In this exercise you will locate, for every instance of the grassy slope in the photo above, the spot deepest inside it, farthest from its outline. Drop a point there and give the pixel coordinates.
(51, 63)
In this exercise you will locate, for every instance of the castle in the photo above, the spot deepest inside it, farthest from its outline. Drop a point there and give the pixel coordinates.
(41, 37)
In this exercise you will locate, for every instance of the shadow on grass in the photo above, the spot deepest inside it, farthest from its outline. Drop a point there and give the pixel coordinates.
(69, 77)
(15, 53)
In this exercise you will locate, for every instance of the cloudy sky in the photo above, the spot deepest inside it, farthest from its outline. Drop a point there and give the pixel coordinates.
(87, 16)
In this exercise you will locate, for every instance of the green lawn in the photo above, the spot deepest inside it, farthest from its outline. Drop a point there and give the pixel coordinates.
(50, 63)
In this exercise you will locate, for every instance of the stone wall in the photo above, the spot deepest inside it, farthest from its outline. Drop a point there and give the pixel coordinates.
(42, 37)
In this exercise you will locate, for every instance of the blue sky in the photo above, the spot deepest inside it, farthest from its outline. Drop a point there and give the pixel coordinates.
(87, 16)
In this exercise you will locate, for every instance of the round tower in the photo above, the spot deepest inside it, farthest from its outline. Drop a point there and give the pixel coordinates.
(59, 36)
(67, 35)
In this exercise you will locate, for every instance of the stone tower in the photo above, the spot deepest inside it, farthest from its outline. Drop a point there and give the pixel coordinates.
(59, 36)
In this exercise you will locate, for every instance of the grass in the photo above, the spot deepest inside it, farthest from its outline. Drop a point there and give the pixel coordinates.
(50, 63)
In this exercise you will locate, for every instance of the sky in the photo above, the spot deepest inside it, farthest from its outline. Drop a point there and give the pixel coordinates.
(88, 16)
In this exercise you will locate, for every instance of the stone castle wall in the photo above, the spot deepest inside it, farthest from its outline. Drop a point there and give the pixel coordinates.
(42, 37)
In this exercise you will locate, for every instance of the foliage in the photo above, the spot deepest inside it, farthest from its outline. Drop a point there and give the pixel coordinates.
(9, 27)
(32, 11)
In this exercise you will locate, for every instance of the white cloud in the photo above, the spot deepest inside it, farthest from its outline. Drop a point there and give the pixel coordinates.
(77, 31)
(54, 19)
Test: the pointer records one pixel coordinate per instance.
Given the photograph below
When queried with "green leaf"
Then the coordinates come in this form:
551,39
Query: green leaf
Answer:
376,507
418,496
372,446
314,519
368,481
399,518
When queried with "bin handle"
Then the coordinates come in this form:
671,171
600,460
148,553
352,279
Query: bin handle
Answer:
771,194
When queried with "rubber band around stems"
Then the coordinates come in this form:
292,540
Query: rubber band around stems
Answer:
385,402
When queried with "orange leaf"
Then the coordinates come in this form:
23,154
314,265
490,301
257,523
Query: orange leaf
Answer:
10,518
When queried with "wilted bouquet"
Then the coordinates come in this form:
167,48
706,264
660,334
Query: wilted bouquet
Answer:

══════════

Exercise goal
Quote exactly and only the lines from the one holding "the stone castle" through the end of the data.

Task output
In this exercise you will locate, for every instance of the stone castle wall in the photo above, the spot deepest inside it, farthest from its outline. Drop a point there and give the pixel coordinates.
(42, 37)
In this exercise you will locate, for every instance of the foliage in the photo above, the spot deepest inside it, farthest from its outline. Drop a point there and give the pixel coordinates.
(9, 27)
(32, 11)
In this exercise you will locate, for every instance of the white cloud in the photo above, the spot deepest inside it, farthest from its outline. Drop a point there and give the pixel coordinates.
(77, 31)
(54, 19)
Test: the pointer records one pixel coordinate per instance.
Given the photograph below
When queried with "green leaf"
Then the coordinates come in this form:
551,39
Query: green leaf
Answer:
376,507
418,496
372,446
314,519
368,481
399,518
When queried with "bin handle"
Then the coordinates come in this form:
671,171
600,460
148,553
352,279
Query: bin handle
Answer:
771,194
When queried with "rubber band around stems"
Then the coordinates come in this form:
292,540
Query: rubber band around stems
Answer:
385,402
When queried with "orange leaf"
Then the coordinates come in this form:
23,154
314,265
490,301
257,523
Query: orange leaf
Answer:
10,518
When queried with "wilted bouquet"
Then the coordinates come in this form:
167,48
706,264
660,334
Query: wilted bouquet
Answer:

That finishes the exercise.